═════ EXTRACTED ENTRIES
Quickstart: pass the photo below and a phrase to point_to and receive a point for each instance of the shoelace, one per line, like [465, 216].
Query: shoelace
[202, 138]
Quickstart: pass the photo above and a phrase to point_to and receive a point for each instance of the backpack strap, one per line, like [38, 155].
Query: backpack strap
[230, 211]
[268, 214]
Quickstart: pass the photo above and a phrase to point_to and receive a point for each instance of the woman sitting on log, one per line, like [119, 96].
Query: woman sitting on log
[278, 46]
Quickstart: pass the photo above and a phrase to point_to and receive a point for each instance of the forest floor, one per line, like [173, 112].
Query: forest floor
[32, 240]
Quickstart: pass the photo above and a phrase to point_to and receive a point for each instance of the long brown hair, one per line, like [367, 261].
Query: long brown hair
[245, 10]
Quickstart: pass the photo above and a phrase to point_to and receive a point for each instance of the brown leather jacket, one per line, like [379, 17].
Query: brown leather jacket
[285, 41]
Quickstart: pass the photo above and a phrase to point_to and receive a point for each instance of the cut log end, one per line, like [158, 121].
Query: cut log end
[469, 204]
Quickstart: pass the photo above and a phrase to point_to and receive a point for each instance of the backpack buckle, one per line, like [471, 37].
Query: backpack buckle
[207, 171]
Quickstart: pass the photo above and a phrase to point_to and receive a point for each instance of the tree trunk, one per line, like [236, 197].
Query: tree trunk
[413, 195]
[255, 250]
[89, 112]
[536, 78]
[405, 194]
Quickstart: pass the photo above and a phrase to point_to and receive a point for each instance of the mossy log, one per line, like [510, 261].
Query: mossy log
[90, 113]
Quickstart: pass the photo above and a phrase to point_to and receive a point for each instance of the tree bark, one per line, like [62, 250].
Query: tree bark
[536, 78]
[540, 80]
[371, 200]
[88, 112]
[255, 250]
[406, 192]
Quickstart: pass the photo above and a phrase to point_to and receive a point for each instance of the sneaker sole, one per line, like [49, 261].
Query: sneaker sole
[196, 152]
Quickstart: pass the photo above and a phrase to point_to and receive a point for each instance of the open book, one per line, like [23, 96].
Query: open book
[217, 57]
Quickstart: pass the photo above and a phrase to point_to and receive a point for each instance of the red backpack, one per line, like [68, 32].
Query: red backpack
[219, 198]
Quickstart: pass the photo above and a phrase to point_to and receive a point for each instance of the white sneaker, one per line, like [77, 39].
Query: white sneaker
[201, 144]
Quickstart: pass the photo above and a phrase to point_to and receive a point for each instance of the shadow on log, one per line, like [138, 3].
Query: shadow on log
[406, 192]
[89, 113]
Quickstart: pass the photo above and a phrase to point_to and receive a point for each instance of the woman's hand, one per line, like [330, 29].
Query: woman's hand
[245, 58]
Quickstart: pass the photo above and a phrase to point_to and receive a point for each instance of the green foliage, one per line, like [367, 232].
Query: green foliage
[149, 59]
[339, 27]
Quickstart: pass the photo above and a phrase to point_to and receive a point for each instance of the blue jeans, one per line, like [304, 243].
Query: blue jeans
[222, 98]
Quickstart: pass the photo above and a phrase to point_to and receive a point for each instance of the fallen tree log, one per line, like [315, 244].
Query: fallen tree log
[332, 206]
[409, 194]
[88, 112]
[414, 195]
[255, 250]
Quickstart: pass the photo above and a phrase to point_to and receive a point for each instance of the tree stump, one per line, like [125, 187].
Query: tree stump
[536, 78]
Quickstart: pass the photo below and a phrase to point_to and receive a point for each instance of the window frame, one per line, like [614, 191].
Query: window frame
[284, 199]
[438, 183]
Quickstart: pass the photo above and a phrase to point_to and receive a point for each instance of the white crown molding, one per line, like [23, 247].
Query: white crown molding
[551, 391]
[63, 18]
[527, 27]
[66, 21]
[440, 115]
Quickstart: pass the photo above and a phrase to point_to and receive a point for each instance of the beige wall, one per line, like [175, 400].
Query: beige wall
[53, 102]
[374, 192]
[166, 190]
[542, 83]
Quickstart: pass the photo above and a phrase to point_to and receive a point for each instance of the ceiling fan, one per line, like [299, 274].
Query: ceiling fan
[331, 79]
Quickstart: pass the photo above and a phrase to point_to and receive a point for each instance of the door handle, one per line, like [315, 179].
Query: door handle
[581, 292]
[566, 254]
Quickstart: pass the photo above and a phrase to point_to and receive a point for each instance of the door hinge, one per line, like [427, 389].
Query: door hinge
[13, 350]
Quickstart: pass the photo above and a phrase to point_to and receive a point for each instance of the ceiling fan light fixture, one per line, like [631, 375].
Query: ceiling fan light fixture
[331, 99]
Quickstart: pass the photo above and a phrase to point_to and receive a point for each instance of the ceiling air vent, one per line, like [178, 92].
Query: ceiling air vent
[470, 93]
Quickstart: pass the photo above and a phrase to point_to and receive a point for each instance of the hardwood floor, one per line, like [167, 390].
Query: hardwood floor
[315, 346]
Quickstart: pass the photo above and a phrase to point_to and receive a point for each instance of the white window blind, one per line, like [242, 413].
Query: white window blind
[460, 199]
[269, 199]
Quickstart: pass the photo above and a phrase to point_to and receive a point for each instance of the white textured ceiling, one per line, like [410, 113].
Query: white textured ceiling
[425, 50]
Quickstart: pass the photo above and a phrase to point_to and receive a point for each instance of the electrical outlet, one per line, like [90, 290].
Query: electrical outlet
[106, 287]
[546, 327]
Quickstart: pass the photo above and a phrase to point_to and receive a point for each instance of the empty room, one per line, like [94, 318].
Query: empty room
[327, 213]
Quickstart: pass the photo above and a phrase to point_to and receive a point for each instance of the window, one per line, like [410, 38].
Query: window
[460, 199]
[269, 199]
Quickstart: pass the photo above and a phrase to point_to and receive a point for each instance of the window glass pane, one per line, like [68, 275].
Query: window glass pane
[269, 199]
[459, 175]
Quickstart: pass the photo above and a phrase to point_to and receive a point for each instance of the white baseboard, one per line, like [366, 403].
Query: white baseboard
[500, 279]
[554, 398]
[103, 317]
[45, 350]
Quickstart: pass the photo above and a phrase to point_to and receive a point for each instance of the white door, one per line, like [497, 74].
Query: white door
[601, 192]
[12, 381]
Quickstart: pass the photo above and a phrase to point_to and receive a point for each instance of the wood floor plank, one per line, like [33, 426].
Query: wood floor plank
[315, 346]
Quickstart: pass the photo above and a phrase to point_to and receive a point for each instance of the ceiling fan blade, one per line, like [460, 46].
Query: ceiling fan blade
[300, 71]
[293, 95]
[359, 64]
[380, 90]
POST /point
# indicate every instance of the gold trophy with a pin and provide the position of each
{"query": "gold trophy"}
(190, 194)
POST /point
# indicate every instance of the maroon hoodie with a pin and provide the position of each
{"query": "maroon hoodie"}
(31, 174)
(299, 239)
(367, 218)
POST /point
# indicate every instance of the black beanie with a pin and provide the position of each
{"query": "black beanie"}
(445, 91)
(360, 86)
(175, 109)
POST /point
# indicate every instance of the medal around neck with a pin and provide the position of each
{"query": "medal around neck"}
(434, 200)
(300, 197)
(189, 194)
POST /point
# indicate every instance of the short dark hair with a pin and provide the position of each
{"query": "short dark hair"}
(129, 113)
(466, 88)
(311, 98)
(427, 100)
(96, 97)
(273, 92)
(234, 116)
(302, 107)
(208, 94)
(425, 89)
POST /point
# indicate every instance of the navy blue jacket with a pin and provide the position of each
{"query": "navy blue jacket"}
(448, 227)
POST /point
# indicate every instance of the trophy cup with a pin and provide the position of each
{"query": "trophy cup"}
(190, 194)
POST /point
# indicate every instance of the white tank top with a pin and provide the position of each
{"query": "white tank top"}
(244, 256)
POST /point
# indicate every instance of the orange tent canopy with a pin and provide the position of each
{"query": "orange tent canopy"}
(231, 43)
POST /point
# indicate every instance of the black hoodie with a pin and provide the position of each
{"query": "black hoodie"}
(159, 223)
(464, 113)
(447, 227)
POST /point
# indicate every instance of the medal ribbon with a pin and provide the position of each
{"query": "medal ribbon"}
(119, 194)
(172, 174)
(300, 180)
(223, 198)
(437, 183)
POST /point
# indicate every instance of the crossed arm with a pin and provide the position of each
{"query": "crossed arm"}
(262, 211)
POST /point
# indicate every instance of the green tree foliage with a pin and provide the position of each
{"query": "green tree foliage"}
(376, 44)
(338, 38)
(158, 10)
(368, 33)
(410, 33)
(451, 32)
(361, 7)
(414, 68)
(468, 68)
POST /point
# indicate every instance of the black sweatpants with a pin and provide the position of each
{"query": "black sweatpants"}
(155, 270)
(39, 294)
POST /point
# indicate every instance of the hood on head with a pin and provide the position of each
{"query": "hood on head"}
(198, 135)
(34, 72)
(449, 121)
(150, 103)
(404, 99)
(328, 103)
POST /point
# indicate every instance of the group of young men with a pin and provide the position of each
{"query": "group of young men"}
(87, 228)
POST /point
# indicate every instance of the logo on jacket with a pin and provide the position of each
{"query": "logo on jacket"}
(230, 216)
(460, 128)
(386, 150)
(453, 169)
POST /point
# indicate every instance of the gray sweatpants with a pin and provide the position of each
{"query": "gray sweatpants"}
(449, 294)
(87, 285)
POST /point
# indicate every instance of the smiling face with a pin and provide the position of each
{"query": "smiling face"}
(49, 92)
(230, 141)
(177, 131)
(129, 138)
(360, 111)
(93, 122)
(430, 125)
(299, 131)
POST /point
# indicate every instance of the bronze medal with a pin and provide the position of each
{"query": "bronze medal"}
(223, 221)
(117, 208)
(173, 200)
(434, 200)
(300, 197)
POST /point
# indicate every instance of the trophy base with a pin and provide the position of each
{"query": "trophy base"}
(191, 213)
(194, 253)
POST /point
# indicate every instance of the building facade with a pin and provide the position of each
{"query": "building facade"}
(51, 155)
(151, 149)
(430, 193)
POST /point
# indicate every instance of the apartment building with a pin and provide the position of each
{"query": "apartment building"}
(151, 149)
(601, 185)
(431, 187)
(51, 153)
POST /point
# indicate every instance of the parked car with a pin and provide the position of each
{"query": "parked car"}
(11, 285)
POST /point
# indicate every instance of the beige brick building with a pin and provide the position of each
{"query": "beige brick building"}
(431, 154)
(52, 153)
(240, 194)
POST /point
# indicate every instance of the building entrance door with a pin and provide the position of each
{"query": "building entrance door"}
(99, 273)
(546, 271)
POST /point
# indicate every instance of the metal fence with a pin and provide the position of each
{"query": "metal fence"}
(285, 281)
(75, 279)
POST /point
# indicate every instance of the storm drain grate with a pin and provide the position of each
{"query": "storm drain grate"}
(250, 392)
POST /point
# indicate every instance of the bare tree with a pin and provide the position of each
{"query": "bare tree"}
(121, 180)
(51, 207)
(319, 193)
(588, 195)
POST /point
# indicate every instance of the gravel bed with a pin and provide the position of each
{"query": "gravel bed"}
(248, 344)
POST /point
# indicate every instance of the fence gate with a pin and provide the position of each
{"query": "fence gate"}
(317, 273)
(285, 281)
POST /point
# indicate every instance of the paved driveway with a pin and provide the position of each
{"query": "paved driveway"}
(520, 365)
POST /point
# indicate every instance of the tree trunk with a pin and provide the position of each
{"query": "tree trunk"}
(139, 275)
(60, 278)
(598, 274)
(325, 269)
══════════
REQUIREMENT => Copy out every line of the data that includes "below".

RESULT FOR THIS EXERCISE =>
Quickstart: pass the photo below and a phrase to point_to and receive a point for each instance of the shoelace, one per line, like [465, 216].
Quickstart: pass the photo below and a phrase to point_to and receive a point for each instance of the window frame, one per line, like [614, 191].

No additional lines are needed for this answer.